[What the exercise asks] Return each line of the listing exactly as written.

━━━━━ Study material

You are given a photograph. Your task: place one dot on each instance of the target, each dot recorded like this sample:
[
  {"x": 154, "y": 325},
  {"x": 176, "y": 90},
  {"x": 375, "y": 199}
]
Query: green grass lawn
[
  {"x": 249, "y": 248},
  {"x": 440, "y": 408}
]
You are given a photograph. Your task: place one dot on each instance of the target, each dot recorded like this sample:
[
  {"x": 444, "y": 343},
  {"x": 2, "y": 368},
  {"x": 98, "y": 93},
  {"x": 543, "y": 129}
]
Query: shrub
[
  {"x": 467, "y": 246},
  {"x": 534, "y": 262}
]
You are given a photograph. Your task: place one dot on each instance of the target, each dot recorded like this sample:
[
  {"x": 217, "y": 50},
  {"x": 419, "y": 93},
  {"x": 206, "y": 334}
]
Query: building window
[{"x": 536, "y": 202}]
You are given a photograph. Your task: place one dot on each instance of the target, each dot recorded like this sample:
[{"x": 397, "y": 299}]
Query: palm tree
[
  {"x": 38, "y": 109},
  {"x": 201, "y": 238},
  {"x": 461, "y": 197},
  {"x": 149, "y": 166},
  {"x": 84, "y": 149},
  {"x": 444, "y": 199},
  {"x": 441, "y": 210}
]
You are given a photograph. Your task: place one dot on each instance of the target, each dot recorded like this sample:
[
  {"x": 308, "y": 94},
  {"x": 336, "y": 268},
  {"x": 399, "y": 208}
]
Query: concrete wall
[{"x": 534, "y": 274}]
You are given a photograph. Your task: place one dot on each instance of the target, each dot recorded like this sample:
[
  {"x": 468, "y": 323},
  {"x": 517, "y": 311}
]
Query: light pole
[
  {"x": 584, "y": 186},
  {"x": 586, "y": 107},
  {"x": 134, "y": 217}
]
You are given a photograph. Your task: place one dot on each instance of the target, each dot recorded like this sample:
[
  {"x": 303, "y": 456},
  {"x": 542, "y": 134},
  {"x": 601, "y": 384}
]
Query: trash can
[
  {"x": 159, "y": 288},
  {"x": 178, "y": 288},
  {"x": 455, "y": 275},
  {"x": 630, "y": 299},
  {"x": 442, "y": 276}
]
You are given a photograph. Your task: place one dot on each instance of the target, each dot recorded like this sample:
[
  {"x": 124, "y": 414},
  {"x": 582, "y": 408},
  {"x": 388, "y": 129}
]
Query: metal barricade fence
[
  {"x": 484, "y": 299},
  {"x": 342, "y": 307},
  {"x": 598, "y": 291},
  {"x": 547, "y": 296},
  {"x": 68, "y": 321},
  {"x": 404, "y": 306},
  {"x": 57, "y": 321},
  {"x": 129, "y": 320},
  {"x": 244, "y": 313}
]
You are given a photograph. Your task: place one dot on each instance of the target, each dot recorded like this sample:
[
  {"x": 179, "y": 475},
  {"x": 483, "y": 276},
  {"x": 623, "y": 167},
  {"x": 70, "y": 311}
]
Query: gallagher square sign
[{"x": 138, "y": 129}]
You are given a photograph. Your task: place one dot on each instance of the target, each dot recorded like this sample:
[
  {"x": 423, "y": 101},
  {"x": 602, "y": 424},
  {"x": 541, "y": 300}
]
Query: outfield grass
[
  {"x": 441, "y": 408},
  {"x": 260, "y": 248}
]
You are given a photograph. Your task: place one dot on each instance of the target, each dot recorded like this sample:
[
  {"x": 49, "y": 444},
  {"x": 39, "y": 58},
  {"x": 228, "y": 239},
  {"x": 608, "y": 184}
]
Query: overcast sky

━━━━━━━━━━

[Written response]
You are given a photograph. Your task: place one dot on each instance of the target, each dot recorded like this sample:
[
  {"x": 154, "y": 325},
  {"x": 176, "y": 90},
  {"x": 375, "y": 199}
]
Query: green grass lawn
[
  {"x": 249, "y": 248},
  {"x": 440, "y": 408}
]
You are given a photograph. Your task: place one dot on each instance of the target, each dot recorded like this sample:
[
  {"x": 444, "y": 343},
  {"x": 2, "y": 368},
  {"x": 98, "y": 93},
  {"x": 543, "y": 129}
]
Query: shrub
[
  {"x": 467, "y": 246},
  {"x": 534, "y": 262}
]
You are given a photograph. Your task: place one dot on each instance of the target, each dot recorded like this sample:
[
  {"x": 217, "y": 50},
  {"x": 419, "y": 93},
  {"x": 206, "y": 334}
]
Query: building window
[{"x": 536, "y": 202}]
You are given a photograph. Your task: place one dot on each instance of the target, each dot recorded like this sample:
[{"x": 397, "y": 299}]
Query: palm tree
[
  {"x": 38, "y": 109},
  {"x": 201, "y": 238},
  {"x": 461, "y": 197},
  {"x": 149, "y": 166},
  {"x": 84, "y": 149},
  {"x": 444, "y": 199},
  {"x": 441, "y": 210}
]
You are given a photograph. Your task: place one dot on each instance of the target, each dot recorded like this sample:
[
  {"x": 308, "y": 94},
  {"x": 336, "y": 268},
  {"x": 399, "y": 208}
]
Query: concrete wall
[{"x": 534, "y": 274}]
You are given a photograph. Your task: place one dot on each instance of the target, each dot recorded like this sample:
[
  {"x": 468, "y": 323},
  {"x": 517, "y": 311}
]
Query: light pole
[
  {"x": 584, "y": 186},
  {"x": 586, "y": 107},
  {"x": 134, "y": 217}
]
You are given a photograph. Your task: place one dot on each instance of the target, each dot recorded like this sample:
[
  {"x": 303, "y": 456},
  {"x": 542, "y": 134},
  {"x": 601, "y": 384}
]
Query: trash can
[
  {"x": 159, "y": 288},
  {"x": 178, "y": 288},
  {"x": 455, "y": 275},
  {"x": 630, "y": 299},
  {"x": 442, "y": 276}
]
You are given a photograph. Your task: place one dot on each instance of the target, each dot recorded like this sample:
[
  {"x": 124, "y": 414},
  {"x": 582, "y": 408},
  {"x": 388, "y": 129}
]
Query: metal barricade fence
[
  {"x": 484, "y": 299},
  {"x": 342, "y": 307},
  {"x": 598, "y": 291},
  {"x": 547, "y": 296},
  {"x": 68, "y": 321},
  {"x": 404, "y": 306},
  {"x": 57, "y": 321},
  {"x": 129, "y": 320},
  {"x": 244, "y": 313}
]
You are given a photograph. Your task: place one dot on each instance of the target, each dot recorded like this sample:
[
  {"x": 179, "y": 475},
  {"x": 483, "y": 276},
  {"x": 623, "y": 167},
  {"x": 70, "y": 311}
]
Query: gallagher square sign
[{"x": 138, "y": 129}]
You are given a photograph. Your task: place one dot on each instance of the target, each dot recorded like this sample:
[
  {"x": 423, "y": 101},
  {"x": 602, "y": 424},
  {"x": 541, "y": 300}
]
Query: outfield grass
[
  {"x": 441, "y": 408},
  {"x": 260, "y": 248}
]
You are given a photograph. Your task: place one dot on each instance of the target, each dot recorded like this sample:
[
  {"x": 49, "y": 444},
  {"x": 39, "y": 58},
  {"x": 228, "y": 239},
  {"x": 608, "y": 184}
]
Query: overcast sky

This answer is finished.